— BRIEF —
The records below must be returned in full and unaltered.

— RECORDS SHOWN —
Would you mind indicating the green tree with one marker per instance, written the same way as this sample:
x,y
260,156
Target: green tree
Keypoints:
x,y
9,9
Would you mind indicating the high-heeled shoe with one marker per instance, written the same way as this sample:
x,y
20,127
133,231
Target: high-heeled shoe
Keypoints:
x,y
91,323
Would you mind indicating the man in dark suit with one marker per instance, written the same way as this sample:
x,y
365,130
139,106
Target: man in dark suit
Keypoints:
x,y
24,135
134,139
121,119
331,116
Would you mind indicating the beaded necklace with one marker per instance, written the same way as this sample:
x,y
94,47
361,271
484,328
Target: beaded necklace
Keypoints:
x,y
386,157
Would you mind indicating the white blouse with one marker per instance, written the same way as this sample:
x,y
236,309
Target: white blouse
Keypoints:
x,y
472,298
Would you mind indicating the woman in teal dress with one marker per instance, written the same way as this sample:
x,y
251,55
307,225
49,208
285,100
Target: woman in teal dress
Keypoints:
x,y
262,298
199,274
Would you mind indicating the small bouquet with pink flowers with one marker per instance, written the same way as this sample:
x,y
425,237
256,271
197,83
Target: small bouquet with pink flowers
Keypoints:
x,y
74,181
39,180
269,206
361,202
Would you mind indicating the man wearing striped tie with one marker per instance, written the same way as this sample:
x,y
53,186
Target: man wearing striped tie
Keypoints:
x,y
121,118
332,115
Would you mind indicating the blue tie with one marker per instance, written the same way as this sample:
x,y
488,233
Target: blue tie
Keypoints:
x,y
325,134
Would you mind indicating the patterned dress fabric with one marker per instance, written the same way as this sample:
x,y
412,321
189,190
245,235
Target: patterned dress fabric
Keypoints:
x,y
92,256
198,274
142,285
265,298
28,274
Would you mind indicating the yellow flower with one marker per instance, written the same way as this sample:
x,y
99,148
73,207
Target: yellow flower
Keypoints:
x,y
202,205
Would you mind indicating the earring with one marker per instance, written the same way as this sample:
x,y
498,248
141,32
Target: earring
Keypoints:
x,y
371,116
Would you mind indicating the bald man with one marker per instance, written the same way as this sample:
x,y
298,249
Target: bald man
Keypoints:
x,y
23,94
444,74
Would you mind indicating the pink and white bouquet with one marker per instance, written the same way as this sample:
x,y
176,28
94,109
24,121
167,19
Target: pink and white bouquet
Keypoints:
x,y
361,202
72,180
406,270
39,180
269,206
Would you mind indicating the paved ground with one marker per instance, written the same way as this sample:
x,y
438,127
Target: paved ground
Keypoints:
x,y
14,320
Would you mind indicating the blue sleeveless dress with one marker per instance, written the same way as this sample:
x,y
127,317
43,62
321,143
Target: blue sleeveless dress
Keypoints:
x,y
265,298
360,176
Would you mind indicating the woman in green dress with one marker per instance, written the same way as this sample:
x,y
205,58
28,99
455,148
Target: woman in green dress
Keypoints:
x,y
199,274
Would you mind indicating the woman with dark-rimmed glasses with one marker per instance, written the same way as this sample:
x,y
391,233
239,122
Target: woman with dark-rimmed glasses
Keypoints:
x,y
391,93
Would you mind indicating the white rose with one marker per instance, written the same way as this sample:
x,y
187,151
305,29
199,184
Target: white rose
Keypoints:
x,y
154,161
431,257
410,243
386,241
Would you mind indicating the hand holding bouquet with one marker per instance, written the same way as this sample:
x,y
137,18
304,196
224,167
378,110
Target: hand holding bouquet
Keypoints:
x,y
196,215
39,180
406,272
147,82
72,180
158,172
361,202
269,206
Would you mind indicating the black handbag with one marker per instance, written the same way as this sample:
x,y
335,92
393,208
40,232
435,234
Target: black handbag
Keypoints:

— YOUR SOLUTION —
Would you mind indicating the green tree with one marker per instance, written the same way as this sample:
x,y
260,156
Target: green tree
Keypoints:
x,y
9,9
Would you mind indicating the high-heeled shoe with one marker per instance, written the same way as this sample:
x,y
20,127
133,231
Target: high-heeled shoe
Keypoints:
x,y
91,323
Would you mind indicating the man in dark suit with one marker per instance, written the same way as this sample:
x,y
365,130
139,106
Target: man in dark suit
Keypoints:
x,y
24,135
134,139
121,119
331,116
Would you mind indicating the beaded necklace with one marker per instance, written the same way as this sample:
x,y
94,47
361,271
484,328
Target: beaded necklace
Keypoints:
x,y
386,157
Would you mind indicating the white blouse with one marker per instance, written the same way as this sample:
x,y
236,309
Target: white blouse
Keypoints:
x,y
472,298
Would you mind indicating the woman in teal dress with one marker per instance, written the same way as this sample:
x,y
251,55
307,225
49,208
285,100
Target: woman in teal dress
Keypoints:
x,y
262,298
199,274
Would you mind indicating the small bouquet with pink flowers with one marker per instance, written the same way as this sample:
x,y
425,237
256,271
197,83
Target: small bouquet with pink flowers
Keypoints:
x,y
74,181
39,180
269,206
361,202
Would you mind indicating the man wearing striped tie with one marker per instance, written the same way as this sample:
x,y
53,186
Target: man wearing striped tie
Keypoints:
x,y
121,118
332,115
Would you mind indicating the blue tie with one marker per instance, written the same way as this sample:
x,y
488,233
Target: blue tie
Keypoints:
x,y
325,134
Would you mind indicating the patterned dress fabric with one marker per instance, written the same way as this sample:
x,y
412,321
189,190
245,235
Target: patterned dress fabric
Keypoints:
x,y
92,256
198,274
142,285
265,298
28,274
Would you mind indicating the yellow flower with one marker per instance, written the same way as this sample:
x,y
99,148
73,207
Target: yellow flower
Keypoints:
x,y
202,205
Would you mind indicating the earring with one marker per instance, written the same way as this sample:
x,y
498,248
141,32
Target: earring
Keypoints:
x,y
371,116
Would you mind indicating the bald man with one marker per instance, written the same way as this sample:
x,y
298,249
Target: bald man
Keypoints:
x,y
23,94
444,74
Would you mind indicating the pink and white bouquet with one marker per instance, written the same way as this sample:
x,y
176,28
94,109
24,121
167,19
Target: pink and white bouquet
Keypoints:
x,y
361,202
72,180
406,270
39,180
269,206
Would you mind indicating the paved ground with one marker per instance, written the same way as this sample:
x,y
438,127
Target: paved ground
Keypoints:
x,y
14,320
Would you mind indicating the blue sleeveless dress with one marker per instance, written the same way as this sample:
x,y
127,317
43,62
321,143
Target: blue sleeveless dress
Keypoints:
x,y
265,298
360,176
Would you mind indicating the woman in green dress with one marker per instance, written the same way as this sample:
x,y
205,58
28,99
455,148
Target: woman in green dress
Keypoints:
x,y
199,274
Would you mind indicating the woman with dark-rimmed glasses with one marker per instance, written the same way as this sample:
x,y
391,233
239,122
Target: woman with dark-rimmed glasses
Keypoints:
x,y
391,93
Would you mind indicating the white rose with one marker per instance, written the same way as this sample:
x,y
187,151
305,29
199,184
Target: white rose
Keypoints:
x,y
154,161
431,257
410,243
386,241
Would you mind indicating the hand holding bouquet with one marker per instance, written the same way as this sample:
x,y
137,18
304,196
224,167
378,110
Target: hand holding bouquet
Keypoints:
x,y
196,215
39,180
406,272
147,82
72,180
158,172
361,202
269,206
Would you mind indicating the black handbag with one marker per instance, written the same way as this sample:
x,y
335,92
393,208
40,232
435,234
Target: black handbag
Keypoints:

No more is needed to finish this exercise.